# REQUIRED WORK
[1] In the review of Cirque du Soleil's "Mystere," which closed show supplied the two acts that moved into "Mystere"?
[2] Extend the review of Cirque du Soleil's "Mystere" from the point where it currently ends.

# EXERCISE PASSAGE
■ ■ ■ ■ ■ ■ ■

73°F
weather icon Clear

Cirque du Soleil’s ‘Mystere’ never disappoints

Cirque du Soleil will be making a push to advertise what’s new about “Mystere,” but the show’s real strengths are still the things that aren’t.

When Cirque had to close “Zed” in Japan last year, it made room for two of the acts to land in “Mystere,” the oldest of the company’s seven Las Vegas titles — and coincidentally, one that now has a separate landlord at Treasure Island, which is not concerned with the inter-casino priorities of MGM Mirage.

But the new acts don’t really come off so new. How much you will be impressed, or really even notice, is a matter of nuance.

In the first, a female soloist, Ginger Ana Griep-Ruiz, takes flight entwined in long swaths of silk fabric. The basic premise is seen all over town in various shows and nightclubs. But this is Cirque, so she does it at higher altitude, falls farther before catching herself and swings way out over the first rows of the audience.

■ ■ ■ ■ ■ ■ ■

# SUPPLIED DATA
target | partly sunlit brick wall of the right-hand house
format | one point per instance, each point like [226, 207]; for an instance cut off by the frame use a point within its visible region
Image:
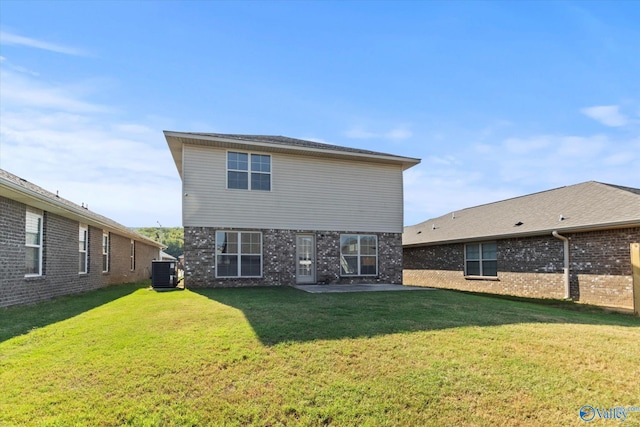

■ ■ ■ ■ ■ ■ ■

# ANSWERS TO THIS EXERCISE
[1] "Zed," the Cirque show that closed in Japan last year.

[2]
Her music, too, is classic Cirque counterpoint: subdued classical guitar and airy vocalizations from the two female singers.

The other change is a new team performing the closing trapeze act, which was always the weakest link of “Mystere.” It’s physically distanced from most of the audience, and perhaps just too conventional and old-school to fall so late in a parade of wonders supporting the company’s original premise, “circus reinvented.”

The new troupe uses more compact rigging, but still performs at the very rear of the stage. If you know your trapeze, you may appreciate that more of the catches are made by people hanging upside down from the bar, or that performers such as Ricardo Galvis flip as they fly to the opposite bar.

If the changes alone don’t add up to a marketing campaign, the show as a whole never disappoints. With 18 years, more than 8,630 shows and 13 million customers under its belt, “Mystere” still reflects the purity of a company that genuinely surprised and delighted us in the early ’90s. There were enough original ideas to go around before six more titles brought the need for high-concept brand ventures such as Michael Jackson songs.

“There are still a lot of people that say it’s their favorite show,” Cirque’s president and CEO, Daniel Lamarre, said before Saturday ‘s show. Lamarre said he likes to play a game with cabdrivers, asking them their favorite show. “Mystere” is “often mentioned.”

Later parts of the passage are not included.